*Exercise instructions*. Reproduce the lines of the listing exactly, beginning at the top, until the line with "Confirm every instance of the boat" has been reproduced too.

*Material for this exercise*.
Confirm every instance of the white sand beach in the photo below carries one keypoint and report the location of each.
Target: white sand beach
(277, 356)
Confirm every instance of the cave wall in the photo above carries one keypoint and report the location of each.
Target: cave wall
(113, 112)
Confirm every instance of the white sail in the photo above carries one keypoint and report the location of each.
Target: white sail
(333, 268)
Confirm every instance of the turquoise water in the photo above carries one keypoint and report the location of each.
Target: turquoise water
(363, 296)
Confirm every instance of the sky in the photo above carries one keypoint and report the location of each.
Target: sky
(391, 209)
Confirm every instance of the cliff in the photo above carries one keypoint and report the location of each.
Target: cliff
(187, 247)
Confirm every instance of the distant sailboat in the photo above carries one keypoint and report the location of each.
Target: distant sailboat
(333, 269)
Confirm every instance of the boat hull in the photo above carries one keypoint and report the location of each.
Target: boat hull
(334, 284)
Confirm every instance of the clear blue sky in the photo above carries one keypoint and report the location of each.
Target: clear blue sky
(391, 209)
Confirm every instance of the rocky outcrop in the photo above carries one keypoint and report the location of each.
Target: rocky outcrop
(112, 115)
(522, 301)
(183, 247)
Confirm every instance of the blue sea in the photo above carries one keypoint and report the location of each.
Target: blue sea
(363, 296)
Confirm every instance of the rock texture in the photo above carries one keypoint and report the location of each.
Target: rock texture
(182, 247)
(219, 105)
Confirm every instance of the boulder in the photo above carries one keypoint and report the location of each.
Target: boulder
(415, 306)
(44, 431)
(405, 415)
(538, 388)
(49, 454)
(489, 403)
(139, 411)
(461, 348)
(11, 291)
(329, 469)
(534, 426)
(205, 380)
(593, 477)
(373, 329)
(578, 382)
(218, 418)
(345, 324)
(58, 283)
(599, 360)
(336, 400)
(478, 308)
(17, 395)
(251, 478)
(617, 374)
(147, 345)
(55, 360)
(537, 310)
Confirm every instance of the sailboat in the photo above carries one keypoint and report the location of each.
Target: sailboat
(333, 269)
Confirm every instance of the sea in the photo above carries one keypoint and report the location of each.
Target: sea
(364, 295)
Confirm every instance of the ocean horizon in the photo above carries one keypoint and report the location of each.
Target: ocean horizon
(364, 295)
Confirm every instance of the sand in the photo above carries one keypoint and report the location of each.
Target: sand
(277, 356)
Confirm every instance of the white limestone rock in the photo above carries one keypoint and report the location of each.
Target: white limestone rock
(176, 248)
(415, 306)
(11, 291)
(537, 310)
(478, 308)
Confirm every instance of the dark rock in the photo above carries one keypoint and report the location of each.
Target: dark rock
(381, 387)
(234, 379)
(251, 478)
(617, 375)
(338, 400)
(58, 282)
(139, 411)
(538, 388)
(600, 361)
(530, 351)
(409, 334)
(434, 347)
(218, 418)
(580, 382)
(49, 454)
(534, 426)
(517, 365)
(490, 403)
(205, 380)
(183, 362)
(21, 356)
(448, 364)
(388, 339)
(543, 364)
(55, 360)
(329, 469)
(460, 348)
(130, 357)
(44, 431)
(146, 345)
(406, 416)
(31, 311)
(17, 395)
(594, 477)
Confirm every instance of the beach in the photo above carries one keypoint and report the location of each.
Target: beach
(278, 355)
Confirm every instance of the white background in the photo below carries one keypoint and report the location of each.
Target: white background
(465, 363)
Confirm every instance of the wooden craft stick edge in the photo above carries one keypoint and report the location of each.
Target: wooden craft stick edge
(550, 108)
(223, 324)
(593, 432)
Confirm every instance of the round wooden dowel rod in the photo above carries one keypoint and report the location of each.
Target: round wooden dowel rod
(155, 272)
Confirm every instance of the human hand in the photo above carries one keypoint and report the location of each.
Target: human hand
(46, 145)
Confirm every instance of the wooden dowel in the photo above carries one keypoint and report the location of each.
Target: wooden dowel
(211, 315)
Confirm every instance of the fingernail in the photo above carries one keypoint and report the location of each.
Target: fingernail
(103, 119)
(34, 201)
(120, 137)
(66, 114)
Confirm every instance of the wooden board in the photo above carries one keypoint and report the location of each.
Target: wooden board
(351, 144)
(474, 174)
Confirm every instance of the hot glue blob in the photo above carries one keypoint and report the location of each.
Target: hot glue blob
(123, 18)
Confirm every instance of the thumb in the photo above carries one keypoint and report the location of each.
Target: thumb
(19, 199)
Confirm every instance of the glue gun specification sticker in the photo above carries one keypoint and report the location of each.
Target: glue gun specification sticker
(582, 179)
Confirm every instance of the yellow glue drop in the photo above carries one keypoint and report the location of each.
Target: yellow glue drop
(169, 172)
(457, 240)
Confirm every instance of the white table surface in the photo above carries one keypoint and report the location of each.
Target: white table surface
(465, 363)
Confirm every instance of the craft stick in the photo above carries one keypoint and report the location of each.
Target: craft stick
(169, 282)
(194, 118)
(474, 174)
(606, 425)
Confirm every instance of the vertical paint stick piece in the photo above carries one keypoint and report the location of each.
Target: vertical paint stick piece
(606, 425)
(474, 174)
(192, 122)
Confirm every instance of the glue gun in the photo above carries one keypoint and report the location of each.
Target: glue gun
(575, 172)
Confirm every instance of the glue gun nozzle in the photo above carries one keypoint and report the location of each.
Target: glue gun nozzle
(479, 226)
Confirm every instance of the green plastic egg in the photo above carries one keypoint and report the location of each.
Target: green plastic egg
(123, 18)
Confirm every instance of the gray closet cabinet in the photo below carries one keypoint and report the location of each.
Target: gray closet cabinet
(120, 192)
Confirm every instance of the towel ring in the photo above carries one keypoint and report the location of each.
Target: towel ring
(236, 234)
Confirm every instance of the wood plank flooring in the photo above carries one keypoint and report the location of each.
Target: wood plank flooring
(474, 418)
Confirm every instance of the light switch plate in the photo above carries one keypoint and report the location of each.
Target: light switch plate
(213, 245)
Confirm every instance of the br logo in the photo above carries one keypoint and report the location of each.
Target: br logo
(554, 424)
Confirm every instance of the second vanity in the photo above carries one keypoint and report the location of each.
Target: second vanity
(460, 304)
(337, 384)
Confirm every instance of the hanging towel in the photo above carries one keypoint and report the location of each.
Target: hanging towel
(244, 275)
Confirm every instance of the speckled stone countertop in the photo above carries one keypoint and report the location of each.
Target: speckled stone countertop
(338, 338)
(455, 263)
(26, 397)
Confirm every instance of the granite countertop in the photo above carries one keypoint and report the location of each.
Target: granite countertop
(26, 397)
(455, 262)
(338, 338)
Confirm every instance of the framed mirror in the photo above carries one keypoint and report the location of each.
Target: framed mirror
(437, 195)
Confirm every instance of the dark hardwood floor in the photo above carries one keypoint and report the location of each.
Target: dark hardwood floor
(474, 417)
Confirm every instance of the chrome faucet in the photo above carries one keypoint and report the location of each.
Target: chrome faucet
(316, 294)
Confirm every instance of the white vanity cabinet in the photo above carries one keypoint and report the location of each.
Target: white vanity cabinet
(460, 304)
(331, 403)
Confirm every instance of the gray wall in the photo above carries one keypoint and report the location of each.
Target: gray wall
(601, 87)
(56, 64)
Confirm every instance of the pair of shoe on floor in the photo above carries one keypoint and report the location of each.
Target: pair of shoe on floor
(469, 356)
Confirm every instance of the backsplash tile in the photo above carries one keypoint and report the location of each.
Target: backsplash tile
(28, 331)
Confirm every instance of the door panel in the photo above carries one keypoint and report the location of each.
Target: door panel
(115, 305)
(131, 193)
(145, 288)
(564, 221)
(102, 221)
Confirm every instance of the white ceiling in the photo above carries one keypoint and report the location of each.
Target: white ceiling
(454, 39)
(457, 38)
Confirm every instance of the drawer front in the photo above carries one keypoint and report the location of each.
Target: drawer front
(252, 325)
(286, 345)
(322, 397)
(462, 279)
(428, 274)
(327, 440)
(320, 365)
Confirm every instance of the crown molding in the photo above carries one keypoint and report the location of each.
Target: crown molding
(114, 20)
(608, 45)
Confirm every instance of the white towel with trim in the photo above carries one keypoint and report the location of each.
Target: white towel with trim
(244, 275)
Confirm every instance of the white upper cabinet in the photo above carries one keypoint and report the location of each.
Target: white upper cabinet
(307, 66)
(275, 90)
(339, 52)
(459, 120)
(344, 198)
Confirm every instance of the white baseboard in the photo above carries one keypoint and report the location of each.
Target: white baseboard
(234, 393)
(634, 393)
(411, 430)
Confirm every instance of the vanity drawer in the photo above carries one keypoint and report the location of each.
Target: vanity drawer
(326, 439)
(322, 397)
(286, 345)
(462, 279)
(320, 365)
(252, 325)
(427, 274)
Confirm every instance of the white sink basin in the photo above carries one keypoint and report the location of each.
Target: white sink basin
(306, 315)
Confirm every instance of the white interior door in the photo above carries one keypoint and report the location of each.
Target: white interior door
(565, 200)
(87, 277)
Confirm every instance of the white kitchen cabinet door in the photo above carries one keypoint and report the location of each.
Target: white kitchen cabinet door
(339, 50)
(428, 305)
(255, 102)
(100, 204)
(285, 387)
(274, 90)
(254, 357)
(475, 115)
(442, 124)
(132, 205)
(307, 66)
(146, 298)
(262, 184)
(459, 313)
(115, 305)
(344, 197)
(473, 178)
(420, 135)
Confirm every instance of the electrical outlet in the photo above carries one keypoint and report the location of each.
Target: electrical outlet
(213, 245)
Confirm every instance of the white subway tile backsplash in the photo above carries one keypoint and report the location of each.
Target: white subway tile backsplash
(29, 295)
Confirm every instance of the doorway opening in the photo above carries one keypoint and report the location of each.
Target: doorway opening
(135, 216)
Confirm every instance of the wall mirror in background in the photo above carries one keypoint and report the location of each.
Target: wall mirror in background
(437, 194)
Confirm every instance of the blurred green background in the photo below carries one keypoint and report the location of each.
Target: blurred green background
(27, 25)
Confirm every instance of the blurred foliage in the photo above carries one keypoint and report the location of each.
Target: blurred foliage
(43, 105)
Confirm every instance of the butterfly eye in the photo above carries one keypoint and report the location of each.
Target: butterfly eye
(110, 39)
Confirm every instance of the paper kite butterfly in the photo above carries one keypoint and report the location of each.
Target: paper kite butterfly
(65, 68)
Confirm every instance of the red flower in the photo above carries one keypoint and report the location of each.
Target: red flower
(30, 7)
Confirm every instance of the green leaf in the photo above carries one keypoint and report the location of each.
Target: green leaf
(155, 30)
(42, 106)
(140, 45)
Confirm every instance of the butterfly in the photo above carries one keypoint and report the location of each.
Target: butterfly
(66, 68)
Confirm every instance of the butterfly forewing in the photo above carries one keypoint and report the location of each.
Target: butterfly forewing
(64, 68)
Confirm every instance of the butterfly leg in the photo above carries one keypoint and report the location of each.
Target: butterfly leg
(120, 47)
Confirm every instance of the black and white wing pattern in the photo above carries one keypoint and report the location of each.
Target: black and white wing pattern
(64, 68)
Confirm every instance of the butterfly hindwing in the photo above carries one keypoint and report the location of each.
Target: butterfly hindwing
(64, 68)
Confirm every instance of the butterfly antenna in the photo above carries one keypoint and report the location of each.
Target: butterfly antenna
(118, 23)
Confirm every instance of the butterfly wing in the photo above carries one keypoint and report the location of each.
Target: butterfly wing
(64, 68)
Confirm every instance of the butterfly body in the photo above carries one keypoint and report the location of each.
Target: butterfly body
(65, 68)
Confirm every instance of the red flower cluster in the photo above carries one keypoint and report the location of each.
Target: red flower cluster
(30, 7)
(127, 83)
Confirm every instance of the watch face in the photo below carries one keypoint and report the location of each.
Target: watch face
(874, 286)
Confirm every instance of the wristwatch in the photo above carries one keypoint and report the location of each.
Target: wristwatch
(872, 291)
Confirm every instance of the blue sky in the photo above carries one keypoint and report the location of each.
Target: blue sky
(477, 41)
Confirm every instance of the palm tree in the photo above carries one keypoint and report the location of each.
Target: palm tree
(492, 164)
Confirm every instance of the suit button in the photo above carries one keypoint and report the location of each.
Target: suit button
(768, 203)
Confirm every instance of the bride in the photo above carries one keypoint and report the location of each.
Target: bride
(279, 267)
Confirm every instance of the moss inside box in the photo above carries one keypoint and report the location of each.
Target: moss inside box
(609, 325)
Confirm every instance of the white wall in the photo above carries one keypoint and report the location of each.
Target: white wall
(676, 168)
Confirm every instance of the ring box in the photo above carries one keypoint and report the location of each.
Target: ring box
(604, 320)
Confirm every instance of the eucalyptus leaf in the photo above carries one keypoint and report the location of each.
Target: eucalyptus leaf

*Exercise result*.
Confirm every instance of the white sand beach in the photo below carries one keypoint and report the location of each.
Target: white sand beach
(277, 356)
Confirm every instance of the cave wall in the photo above carries one keypoint and report the location of each.
Target: cave wall
(113, 112)
Confirm every instance of the white sail in the photo above carries one keypoint and report the location of each.
Target: white sail
(333, 268)
Confirm every instance of the turquoise water in the photo above carries one keypoint and report the location of each.
Target: turquoise water
(363, 296)
Confirm every instance of the sky in the photo above carries one keypoint and report the location of each.
Target: sky
(391, 209)
Confirm every instance of the cliff in the photo above carries one keypoint and report the location of each.
Target: cliff
(187, 247)
Confirm every instance of the distant sailboat in the photo above carries one keypoint and report the location of each.
Target: distant sailboat
(333, 269)
Confirm every instance of the boat hull in the photo above carries one keypoint and report the location of each.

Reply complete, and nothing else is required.